Aim of the exercise: Which of the lines below include "woman"? Each one should be copied out.

######

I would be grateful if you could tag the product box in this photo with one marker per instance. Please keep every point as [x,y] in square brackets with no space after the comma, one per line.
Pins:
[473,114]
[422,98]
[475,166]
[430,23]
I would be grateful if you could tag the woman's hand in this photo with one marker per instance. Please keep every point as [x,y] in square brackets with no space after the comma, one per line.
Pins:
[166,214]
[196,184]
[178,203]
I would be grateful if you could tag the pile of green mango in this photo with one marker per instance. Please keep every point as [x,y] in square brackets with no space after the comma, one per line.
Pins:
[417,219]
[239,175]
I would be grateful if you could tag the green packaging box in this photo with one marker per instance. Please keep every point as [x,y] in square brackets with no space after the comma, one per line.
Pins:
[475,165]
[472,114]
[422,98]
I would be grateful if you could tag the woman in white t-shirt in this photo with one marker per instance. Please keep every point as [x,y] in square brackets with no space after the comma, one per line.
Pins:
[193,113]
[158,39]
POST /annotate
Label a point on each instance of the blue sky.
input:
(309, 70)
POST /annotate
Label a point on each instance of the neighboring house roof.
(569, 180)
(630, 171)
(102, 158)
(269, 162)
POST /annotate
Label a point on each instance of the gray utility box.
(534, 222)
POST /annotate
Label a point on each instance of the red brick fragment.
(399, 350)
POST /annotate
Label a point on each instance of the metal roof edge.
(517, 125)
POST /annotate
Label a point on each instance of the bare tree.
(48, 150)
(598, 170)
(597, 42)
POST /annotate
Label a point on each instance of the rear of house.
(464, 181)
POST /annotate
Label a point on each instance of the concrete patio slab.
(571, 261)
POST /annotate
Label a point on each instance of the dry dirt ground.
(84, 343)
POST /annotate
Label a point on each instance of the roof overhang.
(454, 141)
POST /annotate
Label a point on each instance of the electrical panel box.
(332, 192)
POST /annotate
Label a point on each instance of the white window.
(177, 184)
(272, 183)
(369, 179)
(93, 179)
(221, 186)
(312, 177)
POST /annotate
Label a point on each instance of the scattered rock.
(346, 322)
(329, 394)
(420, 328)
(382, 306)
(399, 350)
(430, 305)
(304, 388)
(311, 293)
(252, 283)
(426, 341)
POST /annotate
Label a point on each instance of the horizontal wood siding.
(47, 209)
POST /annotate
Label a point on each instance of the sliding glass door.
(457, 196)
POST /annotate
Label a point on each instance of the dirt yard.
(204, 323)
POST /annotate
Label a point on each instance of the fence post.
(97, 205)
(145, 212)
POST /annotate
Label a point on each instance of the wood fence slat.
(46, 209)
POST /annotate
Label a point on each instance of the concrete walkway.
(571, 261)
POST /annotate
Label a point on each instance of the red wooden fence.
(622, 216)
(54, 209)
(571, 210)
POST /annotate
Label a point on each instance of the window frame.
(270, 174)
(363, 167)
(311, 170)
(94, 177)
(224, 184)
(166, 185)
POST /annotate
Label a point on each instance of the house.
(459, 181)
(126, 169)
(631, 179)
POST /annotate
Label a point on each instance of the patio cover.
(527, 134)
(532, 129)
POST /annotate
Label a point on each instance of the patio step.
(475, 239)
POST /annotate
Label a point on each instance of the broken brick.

######

Finished task:
I would be grateful if you could tag the woman's hand in this photo with one marker per instance. Please keep every point as [x,y] in square brackets with no space after the comma, one per line.
I would be grateful if you could tag the woman in white t-shirt in this photo with one marker per instance. Please keep every point as [x,y] in square brackets with no space after the comma, one per line.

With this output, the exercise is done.